[TEXTAUSZUG]
Bisher habe ich in den letzten 40 Tagen drei illegale Landungen gemacht. Der erste war in Dschibuti, um in den Supermarkt zu gehen, wie ich bereits im ersten Teil des Interviews erwähnt habe, und ich bin sicher, dass dies eine gute Entscheidung war. Die anderen beiden waren hier wo ich jetzt bin. Einer auf einer einsamen, 2 Meilen entfernten Insel aus weißem Sand, um meine Beine zu vertreten. Wenn ich nicht mehr auf diese Insel gehe, liegt das daran, dass der Wind normalerweise zu stark ist und es riskant wäre, mit dem Dinghi hinzufahren, selbst wenn hier praktisch niemand ist.

Die andere Landung war riskanter und etwas rücksichtslos, da ich mich entschied, zum jenem Strand zu gehen, vor welchem ich geankert habe und an dem sich ein geschlossenes Hotel – Resort und ein Haus befindet. Ich fand einen kleinen Supermarkt, dies war als würde ich einen Schatz entdecken! Mit vollbeladenen Taschen auf dem Weg zurück zum Strand warteten 4 Männer auf mich, von denen sich einer sehr höflich als Sicherheitschef der Region vorstellte und mich bat, nicht wieder ab Bord zu gehen. Das habe nun auch befolgt, da ich sonst in Gefahr gerate würde, aus dem Land ausgewiesen zu werden. Oder dass sie mich nach Suez schicken, ich dort im Hafenbecken bleiben und exorbitante Preise für die Boje zahlen müsste.

Ein großer Vorteil in Ägypten ist, dass es sich um ein Land handelt, welches an den Tourismus gewöhnt ist. Wir tragen zum Einkommen des Landes bei, so behandelt uns die Zivilbevölkerung mit Respekt und sie übernehmen auch Verantwortung für spezielle Umstände.

Abgekoppelt

Seit Jahren bist Du auf wenigen Quadratmetern unterwegs. Auf wochenlangen Überfahrten quer durch die Ozeane bist Du es Dich ja gewohnt, abgekoppelt in Deiner kleinen Welt zu leben. Nun geht’s der Menschheit gleich wie Dir.

Fühlst Du Dich eingesperrt oder es ist es doch große Freiheit? Wie organisiert Du Deinen Alltag? Ist es Dir manchmal langweilig? Kannst Du auch einfach mal nichts tun? Hat sich diese Befindlichkeit seit mit dem lock downverändert?
[/TEXTAUSZUG]
*AUFGABEN UND ÜBUNGEN*.
1 – Wie viele Männer warteten im Textauszug auf dem Rückweg zum Strand auf den Erzähler?
2 – Nenne aus dem Textauszug die Orte aller drei illegalen Landungen.
3 – Übernimm bitte aus dem Textauszug wörtlich den Abschnitt, der mit „Die andere Landung“ beginnt und bis einschließlich „Boje zahlen müsste.“ reicht.
[BEREITGESTELLTE DATENSÄTZE]
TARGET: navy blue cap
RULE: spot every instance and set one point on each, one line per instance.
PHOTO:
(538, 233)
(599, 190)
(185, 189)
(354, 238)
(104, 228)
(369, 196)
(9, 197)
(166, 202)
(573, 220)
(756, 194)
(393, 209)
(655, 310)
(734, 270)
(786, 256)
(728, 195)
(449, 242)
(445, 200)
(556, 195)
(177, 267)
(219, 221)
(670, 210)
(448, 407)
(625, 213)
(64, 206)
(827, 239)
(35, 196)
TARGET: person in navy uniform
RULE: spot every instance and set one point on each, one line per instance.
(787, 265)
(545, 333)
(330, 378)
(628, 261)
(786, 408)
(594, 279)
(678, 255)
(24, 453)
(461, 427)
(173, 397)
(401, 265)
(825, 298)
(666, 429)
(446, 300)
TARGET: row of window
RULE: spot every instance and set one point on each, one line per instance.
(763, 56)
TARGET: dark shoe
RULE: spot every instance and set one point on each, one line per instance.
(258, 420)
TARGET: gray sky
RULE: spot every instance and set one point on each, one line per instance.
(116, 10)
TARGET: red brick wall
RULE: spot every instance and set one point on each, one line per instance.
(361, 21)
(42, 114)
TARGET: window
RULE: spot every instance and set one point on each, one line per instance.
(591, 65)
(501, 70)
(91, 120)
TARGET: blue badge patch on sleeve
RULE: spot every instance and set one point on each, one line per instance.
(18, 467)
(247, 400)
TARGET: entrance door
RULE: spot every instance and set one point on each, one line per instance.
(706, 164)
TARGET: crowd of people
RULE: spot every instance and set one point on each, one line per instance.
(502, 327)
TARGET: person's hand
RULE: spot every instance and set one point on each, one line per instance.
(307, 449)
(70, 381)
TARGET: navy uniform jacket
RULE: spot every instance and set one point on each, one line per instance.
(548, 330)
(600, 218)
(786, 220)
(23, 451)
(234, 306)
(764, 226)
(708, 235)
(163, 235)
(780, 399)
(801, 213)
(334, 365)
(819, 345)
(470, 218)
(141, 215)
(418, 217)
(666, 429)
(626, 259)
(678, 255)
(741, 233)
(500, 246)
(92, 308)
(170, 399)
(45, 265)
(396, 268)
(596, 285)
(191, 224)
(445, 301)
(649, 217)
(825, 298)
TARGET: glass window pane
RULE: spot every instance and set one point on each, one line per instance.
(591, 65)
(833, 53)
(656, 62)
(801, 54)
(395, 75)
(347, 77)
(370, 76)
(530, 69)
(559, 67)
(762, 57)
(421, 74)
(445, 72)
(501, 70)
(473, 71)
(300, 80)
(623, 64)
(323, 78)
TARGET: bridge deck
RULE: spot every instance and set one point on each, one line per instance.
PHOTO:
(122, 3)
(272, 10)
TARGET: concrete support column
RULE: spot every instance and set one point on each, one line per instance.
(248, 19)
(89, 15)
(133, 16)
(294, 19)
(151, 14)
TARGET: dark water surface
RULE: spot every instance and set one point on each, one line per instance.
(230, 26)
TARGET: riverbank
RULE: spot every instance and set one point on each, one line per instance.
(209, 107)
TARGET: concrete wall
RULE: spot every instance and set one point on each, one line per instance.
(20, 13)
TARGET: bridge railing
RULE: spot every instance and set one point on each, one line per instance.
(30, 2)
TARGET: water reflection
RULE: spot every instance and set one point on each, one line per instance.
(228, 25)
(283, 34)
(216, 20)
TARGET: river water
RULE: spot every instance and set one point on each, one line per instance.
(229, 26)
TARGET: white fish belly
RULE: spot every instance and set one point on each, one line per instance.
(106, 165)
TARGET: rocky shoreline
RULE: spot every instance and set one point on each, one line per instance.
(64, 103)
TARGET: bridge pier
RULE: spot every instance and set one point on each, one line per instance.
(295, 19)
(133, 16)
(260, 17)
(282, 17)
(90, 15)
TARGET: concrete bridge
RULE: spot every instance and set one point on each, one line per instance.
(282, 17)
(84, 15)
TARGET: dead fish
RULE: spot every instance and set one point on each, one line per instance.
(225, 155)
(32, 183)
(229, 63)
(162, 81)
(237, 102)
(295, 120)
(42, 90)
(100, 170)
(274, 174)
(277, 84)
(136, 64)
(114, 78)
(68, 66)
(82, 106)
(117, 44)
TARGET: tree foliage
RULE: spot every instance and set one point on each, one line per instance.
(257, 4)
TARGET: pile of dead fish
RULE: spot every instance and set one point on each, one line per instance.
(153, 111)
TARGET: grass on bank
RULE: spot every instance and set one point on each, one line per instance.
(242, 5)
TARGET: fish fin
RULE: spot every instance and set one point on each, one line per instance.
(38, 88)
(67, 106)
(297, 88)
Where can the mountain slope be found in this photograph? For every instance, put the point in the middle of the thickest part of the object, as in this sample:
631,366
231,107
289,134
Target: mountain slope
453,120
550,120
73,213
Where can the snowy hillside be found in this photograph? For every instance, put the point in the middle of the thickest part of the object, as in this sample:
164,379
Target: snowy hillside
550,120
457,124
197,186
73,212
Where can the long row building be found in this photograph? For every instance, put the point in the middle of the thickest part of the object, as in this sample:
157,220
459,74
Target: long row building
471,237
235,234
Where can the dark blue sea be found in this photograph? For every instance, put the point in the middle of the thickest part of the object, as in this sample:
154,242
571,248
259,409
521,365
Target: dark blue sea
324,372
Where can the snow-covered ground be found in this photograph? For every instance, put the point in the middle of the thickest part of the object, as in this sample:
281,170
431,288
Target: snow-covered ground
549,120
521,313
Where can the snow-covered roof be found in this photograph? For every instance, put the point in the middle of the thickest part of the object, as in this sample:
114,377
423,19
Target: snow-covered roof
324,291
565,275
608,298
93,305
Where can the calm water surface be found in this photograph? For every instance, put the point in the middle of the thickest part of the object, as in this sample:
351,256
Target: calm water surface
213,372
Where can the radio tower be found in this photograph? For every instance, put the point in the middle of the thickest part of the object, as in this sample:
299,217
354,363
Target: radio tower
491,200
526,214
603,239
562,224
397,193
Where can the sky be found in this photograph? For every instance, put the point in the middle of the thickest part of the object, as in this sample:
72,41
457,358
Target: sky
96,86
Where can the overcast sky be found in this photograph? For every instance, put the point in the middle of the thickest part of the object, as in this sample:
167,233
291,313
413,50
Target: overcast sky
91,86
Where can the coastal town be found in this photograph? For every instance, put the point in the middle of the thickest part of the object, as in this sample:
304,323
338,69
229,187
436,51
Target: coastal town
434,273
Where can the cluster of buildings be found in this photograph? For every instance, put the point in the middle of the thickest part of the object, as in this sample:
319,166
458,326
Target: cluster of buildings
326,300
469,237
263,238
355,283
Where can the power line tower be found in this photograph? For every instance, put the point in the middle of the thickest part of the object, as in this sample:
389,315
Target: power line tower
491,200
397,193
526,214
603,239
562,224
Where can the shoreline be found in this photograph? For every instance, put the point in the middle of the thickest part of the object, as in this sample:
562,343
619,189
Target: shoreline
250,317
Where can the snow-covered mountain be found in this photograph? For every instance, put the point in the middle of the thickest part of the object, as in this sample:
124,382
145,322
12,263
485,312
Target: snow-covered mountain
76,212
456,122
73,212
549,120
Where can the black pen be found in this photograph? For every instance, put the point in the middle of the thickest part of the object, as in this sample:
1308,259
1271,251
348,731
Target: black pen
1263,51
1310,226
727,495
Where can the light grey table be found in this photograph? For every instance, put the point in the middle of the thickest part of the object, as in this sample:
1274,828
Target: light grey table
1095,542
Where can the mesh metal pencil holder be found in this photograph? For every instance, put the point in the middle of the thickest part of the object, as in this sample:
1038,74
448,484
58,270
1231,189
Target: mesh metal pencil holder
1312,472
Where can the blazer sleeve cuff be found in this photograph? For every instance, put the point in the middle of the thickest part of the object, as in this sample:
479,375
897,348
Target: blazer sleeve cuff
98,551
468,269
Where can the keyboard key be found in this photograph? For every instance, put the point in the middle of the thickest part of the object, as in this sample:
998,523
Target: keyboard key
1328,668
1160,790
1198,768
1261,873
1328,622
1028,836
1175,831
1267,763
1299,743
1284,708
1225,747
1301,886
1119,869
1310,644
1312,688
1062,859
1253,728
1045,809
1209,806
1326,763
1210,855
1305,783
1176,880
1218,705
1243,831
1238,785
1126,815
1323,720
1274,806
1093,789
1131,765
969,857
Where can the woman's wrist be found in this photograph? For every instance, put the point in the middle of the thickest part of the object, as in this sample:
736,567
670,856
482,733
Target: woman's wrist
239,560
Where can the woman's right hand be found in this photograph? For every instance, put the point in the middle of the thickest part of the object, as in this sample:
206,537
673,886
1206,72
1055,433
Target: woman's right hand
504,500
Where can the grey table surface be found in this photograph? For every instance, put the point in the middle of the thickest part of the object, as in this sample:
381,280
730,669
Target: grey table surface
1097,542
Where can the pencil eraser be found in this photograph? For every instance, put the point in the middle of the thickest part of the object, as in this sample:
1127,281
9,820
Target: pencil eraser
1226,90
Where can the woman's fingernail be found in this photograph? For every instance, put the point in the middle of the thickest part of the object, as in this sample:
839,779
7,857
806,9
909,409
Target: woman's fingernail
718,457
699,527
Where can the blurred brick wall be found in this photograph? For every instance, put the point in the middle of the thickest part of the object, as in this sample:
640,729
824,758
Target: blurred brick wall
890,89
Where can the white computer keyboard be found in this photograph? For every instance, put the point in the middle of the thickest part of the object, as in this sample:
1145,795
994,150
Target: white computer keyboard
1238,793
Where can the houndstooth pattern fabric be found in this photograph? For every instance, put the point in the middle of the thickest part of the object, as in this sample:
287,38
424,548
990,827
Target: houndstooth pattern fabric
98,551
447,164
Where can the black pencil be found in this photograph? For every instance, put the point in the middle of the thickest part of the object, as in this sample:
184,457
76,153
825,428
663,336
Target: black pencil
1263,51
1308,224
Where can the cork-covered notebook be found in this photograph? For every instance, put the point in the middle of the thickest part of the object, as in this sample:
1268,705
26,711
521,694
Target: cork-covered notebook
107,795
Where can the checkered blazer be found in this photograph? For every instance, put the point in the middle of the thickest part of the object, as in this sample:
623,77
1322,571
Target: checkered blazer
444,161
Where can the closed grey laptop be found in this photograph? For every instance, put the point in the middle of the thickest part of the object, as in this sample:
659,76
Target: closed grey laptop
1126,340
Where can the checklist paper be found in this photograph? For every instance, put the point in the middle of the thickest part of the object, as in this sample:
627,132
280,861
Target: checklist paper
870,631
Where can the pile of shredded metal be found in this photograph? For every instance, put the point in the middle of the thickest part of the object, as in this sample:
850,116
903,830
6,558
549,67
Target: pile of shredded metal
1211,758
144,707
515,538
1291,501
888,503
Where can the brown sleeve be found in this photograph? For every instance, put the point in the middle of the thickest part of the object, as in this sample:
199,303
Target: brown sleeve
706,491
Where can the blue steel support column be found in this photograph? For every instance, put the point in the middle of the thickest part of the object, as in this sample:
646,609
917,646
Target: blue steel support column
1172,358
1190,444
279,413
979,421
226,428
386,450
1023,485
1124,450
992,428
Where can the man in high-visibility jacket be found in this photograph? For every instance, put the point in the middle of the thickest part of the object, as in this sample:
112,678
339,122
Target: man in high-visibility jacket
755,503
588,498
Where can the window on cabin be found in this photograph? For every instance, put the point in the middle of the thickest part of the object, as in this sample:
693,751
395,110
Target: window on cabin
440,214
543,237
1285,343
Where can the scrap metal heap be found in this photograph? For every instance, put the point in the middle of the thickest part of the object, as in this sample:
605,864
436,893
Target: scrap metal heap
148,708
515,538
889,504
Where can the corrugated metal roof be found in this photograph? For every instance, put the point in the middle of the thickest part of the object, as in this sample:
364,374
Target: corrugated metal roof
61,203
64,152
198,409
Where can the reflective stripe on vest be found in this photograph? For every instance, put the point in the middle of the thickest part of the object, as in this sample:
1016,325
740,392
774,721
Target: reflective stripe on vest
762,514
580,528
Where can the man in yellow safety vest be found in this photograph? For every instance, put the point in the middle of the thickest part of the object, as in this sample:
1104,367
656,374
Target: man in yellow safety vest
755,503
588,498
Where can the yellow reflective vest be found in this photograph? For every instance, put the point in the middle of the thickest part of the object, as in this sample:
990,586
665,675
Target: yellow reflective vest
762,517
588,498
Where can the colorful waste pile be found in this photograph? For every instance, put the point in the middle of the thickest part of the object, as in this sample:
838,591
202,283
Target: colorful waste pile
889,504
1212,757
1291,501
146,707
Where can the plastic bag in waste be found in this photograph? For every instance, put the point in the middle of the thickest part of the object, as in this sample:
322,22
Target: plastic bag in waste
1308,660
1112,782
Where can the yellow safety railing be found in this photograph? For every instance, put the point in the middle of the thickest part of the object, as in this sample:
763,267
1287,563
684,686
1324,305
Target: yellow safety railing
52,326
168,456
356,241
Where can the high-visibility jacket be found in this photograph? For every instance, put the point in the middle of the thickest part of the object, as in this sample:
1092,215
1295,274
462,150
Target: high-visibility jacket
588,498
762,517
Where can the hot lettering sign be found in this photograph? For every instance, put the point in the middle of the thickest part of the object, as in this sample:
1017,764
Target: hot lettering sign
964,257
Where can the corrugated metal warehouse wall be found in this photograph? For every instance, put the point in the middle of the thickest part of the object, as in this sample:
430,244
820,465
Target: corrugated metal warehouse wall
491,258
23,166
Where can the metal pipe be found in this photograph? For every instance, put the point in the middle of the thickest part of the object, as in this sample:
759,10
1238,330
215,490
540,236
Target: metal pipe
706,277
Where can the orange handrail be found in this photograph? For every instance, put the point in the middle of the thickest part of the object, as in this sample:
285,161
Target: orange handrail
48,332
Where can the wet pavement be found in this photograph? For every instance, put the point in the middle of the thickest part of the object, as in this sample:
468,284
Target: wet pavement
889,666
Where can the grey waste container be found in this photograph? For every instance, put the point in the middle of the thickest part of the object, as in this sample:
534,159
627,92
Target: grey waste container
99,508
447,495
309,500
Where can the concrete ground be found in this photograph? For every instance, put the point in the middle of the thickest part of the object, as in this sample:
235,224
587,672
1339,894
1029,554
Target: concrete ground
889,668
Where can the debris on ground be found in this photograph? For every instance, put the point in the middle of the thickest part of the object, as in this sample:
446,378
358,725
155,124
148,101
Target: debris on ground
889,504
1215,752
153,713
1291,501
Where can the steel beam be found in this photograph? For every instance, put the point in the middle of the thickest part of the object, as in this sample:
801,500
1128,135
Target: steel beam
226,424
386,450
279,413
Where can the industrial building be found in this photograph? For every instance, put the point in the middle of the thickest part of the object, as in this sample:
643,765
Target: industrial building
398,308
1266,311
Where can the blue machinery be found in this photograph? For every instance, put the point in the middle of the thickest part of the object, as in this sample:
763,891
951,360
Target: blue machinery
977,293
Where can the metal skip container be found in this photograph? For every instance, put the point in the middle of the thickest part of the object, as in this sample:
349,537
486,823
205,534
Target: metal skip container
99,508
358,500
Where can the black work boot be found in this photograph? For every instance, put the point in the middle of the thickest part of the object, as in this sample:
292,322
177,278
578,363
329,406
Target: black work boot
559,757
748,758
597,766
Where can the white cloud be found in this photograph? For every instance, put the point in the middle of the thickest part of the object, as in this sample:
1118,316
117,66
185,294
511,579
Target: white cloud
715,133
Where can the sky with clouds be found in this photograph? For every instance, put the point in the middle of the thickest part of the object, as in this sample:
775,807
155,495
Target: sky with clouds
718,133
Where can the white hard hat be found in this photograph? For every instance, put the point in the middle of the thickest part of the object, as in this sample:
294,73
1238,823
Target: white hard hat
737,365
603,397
[/BEREITGESTELLTE DATENSÄTZE]
*LÖSUNGEN DER AUFGABEN*.
1 – Vier Männer.

2 –
- Dschibuti
- eine einsame, 2 Meilen entfernte Insel aus weißem Sand
- der Strand, vor dem geankert wurde und an dem sich ein geschlossenes Hotel-Resort und ein Haus befinden

3 –
Die andere Landung war riskanter und etwas rücksichtslos, da ich mich entschied, zum jenem Strand zu gehen, vor welchem ich geankert habe und an dem sich ein geschlossenes Hotel – Resort und ein Haus befindet. Ich fand einen kleinen Supermarkt, dies war als würde ich einen Schatz entdecken! Mit vollbeladenen Taschen auf dem Weg zurück zum Strand warteten 4 Männer auf mich, von denen sich einer sehr höflich als Sicherheitschef der Region vorstellte und mich bat, nicht wieder ab Bord zu gehen. Das habe nun auch befolgt, da ich sonst in Gefahr gerate würde, aus dem Land ausgewiesen zu werden. Oder dass sie mich nach Suez schicken, ich dort im Hafenbecken bleiben und exorbitante Preise für die Boje zahlen müsste.